Несмотря на столь трагические последствия войны много ли опубликовано книг, снято кинофильмов о судьбах военнопленных, их борьбе и страданиях? Разве судьба 1/3 всех, вставших на защиту Родины и погибших за нее, не является неотъемлемой частью истории страны?

Объяснением этому может служить лишь одно: десятки лет в сознание соотечественников вдалбливалось утверждение о том, что военнослужащие, оказавшиеся в плену, - изменили присяге, поддерживали своим трудом и участием промышленный и военный потенциал противника.

Многие вернувшиеся после войны, уцелевшие военнопленные были необоснованно репрессированы, избежавшие этой участи долгие годы подвергались преследованиям и унижениям. До 1956 года время пребывания в плену не засчитывалось, как участие в войне и не включалось в трудовой стаж. За отметкой в моем военном билете, свидетельствовавшей о пребывании в плену (как и у многих других бывших военнопленных), автоматически следовали записи: участие в боях – «не участвовал», имеет ли ранения (контузии) –«не имеет», вне зависимости от наличия на теле неопровержимых свидетельств этому. До 90-х годов прошлого века существовали ограничения при приеме на работу, на учебу, при командировках или туристических поездках даже в страны «социалистического лагеря».

**ЗАДАНИЕ A:** При каких обстоятельствах, согласно тексту о военнопленных, до 90-х годов прошлого века существовали ограничения? Перечислите все.
**ЗАДАНИЕ B:** Перепишите из текста о военнопленных без изменений фрагмент, который открывается словами, содержащими "Объяснением этому может", и завершается словами "военный потенциал противника.".
Опирайтесь только на текст о военнопленных.

**СОХРАНЁННЫЕ ЗАПИСИ:**
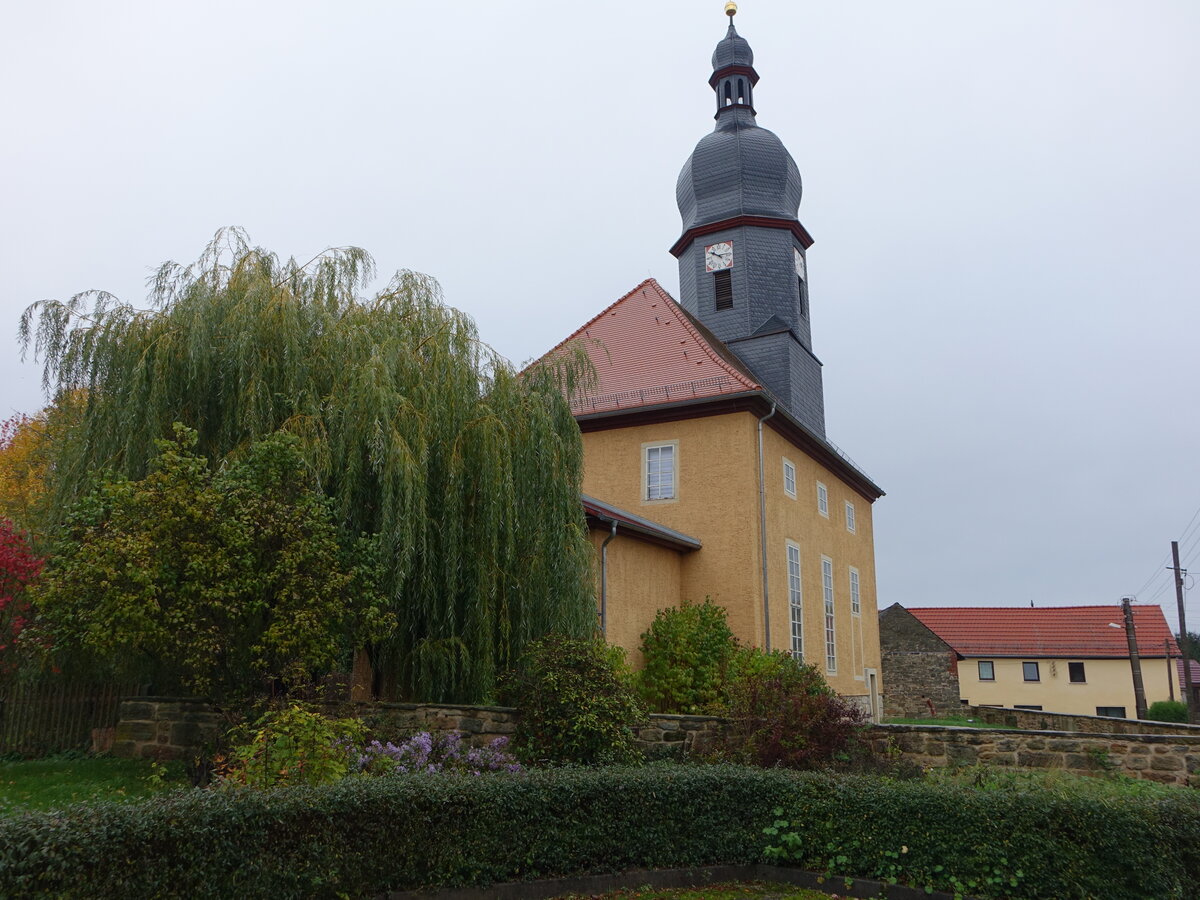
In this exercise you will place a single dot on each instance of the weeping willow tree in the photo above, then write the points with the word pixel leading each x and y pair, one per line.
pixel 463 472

--

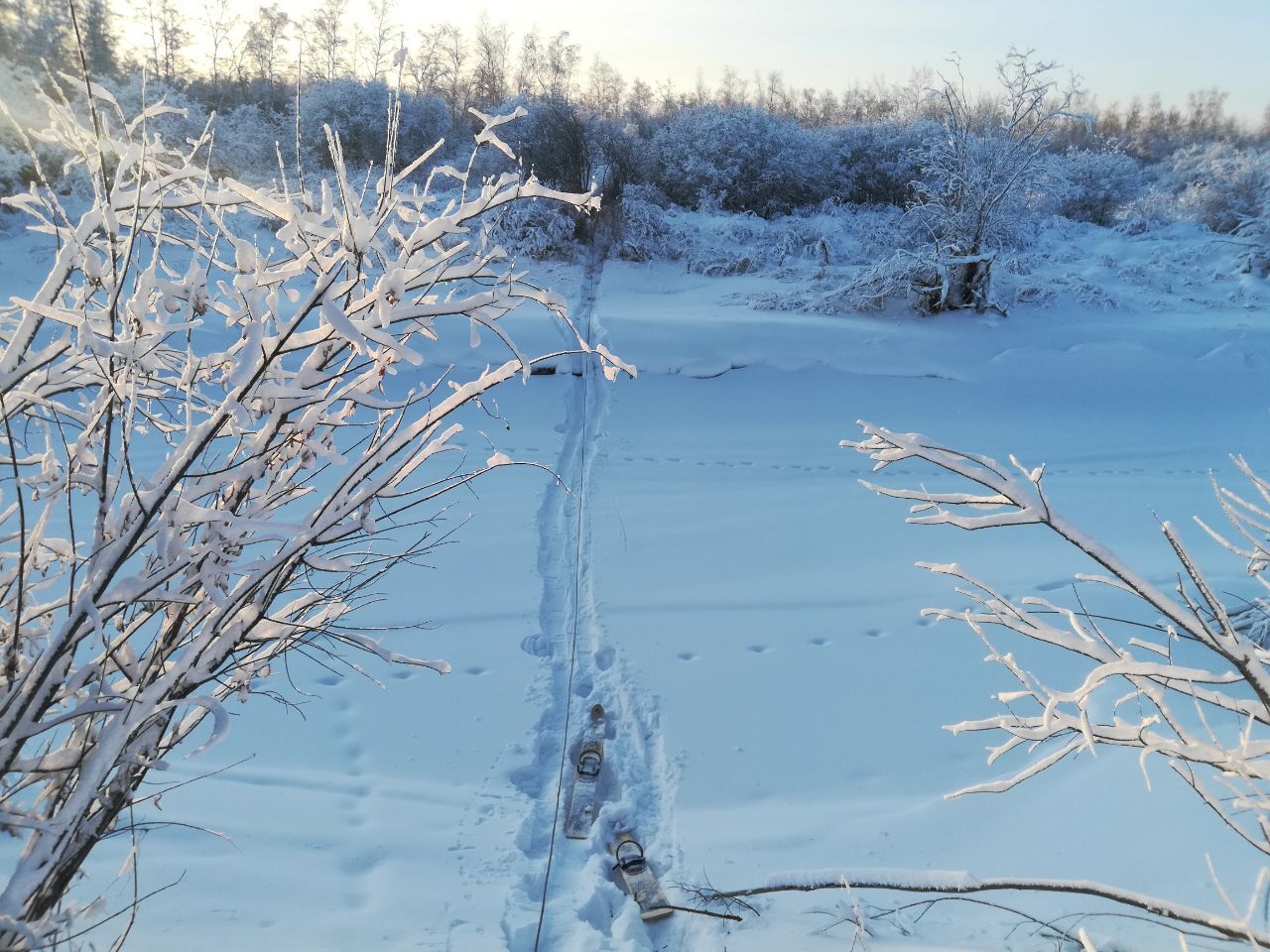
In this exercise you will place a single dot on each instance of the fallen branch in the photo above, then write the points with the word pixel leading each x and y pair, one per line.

**ОЖИДАЕМЫЙ ОТВЕТ A:** При приеме на работу, при приеме на учебу, при командировках и при туристических поездках (даже в страны «социалистического лагеря»).

**ОЖИДАЕМЫЙ ОТВЕТ B:**
Объяснением этому может служить лишь одно: десятки лет в сознание соотечественников вдалбливалось утверждение о том, что военнослужащие, оказавшиеся в плену, - изменили присяге, поддерживали своим трудом и участием промышленный и военный потенциал противника.